**ARTICLE**
• • • •

OpenSUSE ARM Final Less Than a Week Away; RC2 Out Now
Andy Prough writes "Jos Poortvliet of the openSUSE team has announced that openSUSE ARM RC2 is available for download and needs testing. The final version is due out on November 6th, and support has been expanded to include the following SoCs: Calxeda Highbank, CuBox, IMX 53, and Samsung Origen. Although Raspberry Pi is not yet supported, the openSUSE team plans to roll out support in the future. User Etam has posted a picture of it working without trouble in chroot on an N900, although Firefox is working "terribly slow" but not crashing."
I don't personally see much point in running another distro in chroot. You're just wasting memory and CPU on running two X11s and all, and it's obviously going to be slow.
I'm still disappointed in Nokia keeping the necessary information to be able to implement battery charging closed, such a dick move from their part; I installed Gentoo natively on my N900 -- no chroot -- and god damn it flew compared to Maemo, but no matter what I just couldn't get battery charging to work. And quite obviously not being able to charge the battery on a mobile phone makes the whole thing quite useless.

• • • •

Dataset records about object locations:
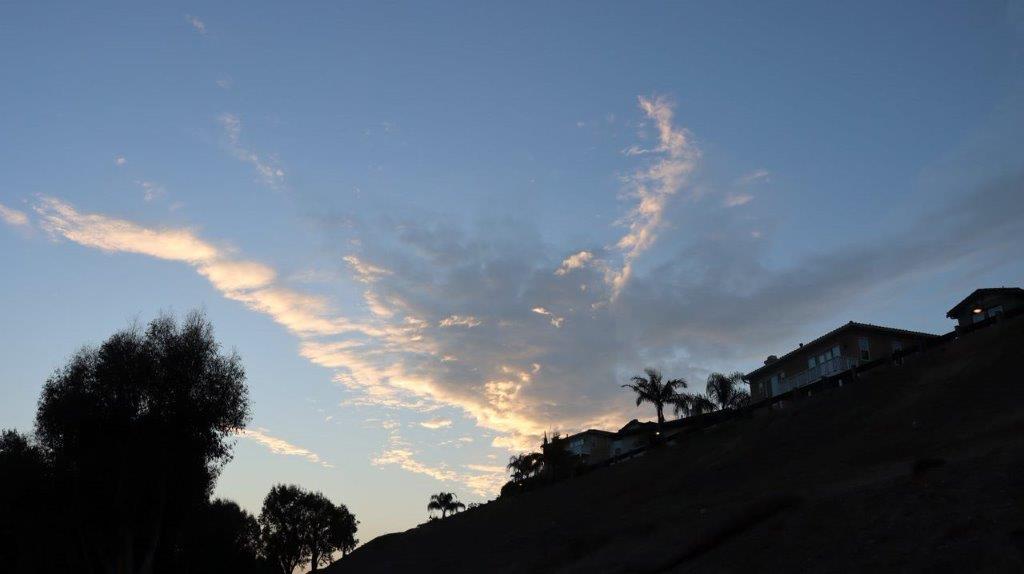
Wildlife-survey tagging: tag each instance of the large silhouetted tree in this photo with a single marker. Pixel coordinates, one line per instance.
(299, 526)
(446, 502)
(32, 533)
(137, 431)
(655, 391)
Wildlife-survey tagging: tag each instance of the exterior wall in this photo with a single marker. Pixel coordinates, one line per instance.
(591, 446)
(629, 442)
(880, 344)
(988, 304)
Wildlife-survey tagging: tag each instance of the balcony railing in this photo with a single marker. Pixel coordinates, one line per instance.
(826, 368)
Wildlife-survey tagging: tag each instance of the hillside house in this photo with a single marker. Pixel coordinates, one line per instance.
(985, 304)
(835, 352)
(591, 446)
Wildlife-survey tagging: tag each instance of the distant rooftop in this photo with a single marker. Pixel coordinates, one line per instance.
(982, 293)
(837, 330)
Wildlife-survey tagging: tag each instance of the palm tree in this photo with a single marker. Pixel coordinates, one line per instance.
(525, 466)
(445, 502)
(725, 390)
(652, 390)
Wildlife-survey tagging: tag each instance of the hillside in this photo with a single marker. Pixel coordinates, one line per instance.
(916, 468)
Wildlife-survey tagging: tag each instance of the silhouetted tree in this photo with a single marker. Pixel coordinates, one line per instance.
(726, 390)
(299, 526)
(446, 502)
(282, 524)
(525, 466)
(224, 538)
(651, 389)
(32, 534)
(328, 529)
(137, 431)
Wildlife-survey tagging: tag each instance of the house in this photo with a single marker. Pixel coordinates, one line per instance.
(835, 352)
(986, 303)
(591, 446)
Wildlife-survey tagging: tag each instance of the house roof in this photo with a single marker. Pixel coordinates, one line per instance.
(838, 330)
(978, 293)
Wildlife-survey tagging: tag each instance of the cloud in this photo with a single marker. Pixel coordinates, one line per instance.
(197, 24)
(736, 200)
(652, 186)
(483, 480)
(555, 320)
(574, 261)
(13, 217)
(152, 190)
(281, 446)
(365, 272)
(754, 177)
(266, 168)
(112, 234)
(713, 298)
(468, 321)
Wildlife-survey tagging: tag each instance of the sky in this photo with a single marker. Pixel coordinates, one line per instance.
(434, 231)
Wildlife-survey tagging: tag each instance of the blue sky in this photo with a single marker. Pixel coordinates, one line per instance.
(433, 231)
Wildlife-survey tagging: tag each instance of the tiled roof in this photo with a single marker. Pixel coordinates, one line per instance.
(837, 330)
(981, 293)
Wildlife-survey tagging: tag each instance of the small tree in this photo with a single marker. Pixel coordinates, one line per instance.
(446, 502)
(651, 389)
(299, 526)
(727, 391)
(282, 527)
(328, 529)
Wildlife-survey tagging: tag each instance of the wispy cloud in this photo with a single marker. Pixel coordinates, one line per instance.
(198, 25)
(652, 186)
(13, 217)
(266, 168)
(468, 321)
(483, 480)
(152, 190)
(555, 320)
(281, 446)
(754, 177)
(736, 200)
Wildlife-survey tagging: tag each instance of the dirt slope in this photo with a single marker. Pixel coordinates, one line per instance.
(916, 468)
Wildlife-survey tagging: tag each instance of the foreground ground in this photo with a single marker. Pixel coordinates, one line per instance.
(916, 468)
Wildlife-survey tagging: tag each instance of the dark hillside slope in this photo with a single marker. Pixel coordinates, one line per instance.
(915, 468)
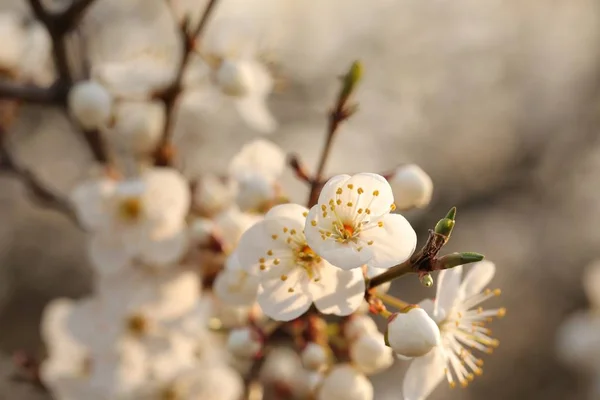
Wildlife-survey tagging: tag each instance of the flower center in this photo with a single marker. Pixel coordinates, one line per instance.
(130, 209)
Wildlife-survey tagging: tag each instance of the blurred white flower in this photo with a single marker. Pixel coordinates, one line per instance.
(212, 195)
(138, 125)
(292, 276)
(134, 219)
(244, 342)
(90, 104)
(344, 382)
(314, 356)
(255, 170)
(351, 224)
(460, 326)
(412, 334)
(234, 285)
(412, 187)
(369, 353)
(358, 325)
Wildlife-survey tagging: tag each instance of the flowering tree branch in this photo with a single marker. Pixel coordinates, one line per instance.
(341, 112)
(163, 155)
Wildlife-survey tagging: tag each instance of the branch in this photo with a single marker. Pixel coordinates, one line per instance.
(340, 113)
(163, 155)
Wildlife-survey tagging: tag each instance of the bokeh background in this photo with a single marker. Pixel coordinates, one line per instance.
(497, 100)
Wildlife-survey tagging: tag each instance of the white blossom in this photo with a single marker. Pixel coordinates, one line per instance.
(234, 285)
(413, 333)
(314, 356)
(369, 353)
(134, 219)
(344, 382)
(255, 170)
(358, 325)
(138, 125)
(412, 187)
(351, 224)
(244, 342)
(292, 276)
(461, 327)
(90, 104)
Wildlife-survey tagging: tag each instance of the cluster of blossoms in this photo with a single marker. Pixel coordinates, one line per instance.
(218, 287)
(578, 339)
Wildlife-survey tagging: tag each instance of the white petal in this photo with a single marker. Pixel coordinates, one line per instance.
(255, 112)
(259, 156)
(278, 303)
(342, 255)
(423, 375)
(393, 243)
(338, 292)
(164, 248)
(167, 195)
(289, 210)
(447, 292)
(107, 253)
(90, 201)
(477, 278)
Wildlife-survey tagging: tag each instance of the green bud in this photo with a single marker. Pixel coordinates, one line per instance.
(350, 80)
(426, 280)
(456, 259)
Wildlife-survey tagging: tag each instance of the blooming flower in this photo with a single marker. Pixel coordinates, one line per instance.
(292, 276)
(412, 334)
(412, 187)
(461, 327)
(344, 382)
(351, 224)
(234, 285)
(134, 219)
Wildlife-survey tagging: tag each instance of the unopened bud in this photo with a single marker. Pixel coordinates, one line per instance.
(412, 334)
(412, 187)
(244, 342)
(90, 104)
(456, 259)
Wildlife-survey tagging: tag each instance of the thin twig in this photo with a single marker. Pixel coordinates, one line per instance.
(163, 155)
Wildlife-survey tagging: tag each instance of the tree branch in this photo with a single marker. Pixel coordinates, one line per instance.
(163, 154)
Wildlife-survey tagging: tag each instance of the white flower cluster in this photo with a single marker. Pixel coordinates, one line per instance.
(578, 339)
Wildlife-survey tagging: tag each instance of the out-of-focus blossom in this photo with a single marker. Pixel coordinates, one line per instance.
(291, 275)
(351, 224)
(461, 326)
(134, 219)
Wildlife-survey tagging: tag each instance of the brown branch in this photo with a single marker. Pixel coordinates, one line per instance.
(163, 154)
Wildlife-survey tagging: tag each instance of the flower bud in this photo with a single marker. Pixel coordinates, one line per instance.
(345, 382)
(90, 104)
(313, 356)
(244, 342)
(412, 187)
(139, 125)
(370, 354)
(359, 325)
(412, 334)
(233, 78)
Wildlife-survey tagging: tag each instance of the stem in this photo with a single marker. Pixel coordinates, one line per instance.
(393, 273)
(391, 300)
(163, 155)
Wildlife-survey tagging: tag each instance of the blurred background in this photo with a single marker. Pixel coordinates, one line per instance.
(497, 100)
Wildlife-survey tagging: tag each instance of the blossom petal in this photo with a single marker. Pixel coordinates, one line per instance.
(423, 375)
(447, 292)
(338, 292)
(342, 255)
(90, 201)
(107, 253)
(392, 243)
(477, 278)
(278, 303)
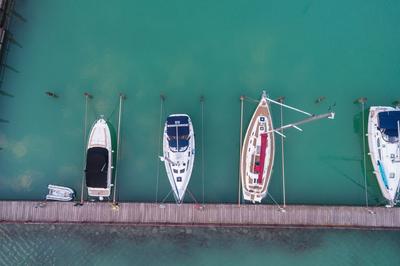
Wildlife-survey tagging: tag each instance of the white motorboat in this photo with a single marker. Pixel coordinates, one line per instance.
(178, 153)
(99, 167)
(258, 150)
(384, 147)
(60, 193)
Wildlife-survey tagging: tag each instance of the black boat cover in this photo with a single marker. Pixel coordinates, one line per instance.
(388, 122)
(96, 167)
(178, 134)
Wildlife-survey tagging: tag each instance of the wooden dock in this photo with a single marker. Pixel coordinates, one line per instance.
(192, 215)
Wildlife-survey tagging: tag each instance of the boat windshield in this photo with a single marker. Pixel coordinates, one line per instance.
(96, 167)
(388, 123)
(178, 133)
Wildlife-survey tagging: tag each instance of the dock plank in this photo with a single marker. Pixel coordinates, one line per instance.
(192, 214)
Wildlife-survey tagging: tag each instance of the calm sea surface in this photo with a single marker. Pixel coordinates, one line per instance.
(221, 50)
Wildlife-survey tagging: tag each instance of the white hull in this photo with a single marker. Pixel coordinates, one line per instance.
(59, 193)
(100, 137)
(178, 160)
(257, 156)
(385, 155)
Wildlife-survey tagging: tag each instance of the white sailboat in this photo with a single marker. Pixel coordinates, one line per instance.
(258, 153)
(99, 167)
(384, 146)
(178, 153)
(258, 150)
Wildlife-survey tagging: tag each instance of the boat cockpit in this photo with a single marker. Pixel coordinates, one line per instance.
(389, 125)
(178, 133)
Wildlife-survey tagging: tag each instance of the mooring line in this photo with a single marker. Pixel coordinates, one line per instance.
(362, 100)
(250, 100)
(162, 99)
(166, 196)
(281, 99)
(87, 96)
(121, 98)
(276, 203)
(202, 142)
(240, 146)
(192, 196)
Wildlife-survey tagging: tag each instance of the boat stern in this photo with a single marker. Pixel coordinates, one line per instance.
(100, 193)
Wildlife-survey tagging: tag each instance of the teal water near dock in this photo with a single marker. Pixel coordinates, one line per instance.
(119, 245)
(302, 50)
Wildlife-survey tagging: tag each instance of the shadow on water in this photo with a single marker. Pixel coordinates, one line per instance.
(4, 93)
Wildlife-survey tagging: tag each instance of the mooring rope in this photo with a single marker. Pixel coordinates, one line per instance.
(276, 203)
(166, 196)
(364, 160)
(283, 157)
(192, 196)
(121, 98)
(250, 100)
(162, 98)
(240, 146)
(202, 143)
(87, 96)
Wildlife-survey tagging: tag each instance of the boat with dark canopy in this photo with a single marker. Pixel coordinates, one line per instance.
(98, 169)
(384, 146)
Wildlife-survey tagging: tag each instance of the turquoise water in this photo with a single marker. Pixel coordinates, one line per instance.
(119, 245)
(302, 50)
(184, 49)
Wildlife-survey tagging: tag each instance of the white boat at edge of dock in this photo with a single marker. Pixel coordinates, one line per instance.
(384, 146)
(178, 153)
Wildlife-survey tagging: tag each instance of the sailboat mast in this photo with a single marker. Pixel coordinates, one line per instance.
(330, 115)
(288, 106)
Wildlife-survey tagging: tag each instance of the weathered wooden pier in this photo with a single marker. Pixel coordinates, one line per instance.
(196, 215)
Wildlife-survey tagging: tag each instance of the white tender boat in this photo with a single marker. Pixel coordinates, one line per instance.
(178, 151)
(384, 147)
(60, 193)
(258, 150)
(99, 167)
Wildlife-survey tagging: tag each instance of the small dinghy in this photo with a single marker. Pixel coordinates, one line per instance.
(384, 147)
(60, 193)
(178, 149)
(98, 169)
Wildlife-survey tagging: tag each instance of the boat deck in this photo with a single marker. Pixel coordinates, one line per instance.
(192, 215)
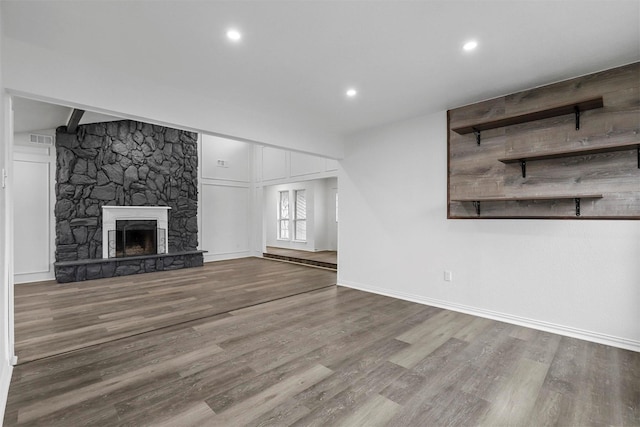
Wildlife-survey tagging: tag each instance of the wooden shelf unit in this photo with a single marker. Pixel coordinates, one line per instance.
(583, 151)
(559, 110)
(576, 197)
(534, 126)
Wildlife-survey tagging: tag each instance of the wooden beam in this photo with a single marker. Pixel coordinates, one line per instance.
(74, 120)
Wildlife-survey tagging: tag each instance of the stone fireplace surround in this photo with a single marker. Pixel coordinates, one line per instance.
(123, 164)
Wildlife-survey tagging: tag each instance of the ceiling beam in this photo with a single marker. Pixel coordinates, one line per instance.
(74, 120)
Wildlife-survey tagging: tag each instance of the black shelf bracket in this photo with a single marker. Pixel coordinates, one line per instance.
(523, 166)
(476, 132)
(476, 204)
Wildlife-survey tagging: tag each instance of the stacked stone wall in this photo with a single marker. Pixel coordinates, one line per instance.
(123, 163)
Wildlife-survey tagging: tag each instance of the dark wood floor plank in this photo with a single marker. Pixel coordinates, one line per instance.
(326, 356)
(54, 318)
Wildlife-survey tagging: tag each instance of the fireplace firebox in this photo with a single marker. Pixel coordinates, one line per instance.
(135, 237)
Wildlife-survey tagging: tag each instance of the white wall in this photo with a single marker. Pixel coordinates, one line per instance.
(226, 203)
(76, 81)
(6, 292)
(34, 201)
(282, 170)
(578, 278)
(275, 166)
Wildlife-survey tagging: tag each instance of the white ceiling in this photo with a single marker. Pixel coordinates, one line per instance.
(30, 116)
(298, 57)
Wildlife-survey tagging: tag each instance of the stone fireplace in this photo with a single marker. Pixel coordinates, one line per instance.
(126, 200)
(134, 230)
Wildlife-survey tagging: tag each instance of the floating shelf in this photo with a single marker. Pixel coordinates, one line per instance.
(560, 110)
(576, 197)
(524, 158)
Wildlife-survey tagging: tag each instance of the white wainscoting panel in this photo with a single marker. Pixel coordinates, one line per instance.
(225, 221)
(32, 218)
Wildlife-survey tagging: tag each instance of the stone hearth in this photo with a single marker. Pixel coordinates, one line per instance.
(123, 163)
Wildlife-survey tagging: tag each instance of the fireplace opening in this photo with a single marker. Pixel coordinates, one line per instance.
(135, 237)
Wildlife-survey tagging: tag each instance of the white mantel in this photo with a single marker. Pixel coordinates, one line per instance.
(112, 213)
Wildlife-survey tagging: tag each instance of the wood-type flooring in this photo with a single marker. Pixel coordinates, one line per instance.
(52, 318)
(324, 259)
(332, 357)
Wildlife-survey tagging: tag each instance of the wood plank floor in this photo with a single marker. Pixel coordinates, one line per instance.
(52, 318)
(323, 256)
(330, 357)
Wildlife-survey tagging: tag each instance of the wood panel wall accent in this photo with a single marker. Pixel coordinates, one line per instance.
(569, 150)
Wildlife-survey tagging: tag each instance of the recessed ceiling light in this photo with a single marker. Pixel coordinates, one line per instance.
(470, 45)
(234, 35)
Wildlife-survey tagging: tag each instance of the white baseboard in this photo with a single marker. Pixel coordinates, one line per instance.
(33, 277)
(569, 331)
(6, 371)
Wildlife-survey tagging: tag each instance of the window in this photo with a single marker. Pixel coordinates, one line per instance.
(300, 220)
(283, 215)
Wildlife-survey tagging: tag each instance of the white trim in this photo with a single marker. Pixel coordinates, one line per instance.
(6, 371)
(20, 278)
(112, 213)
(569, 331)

• • • •

**REQUEST**
According to the openSUSE ARM article, on what date is the final version due out?

**FINAL RESULT**
November 6th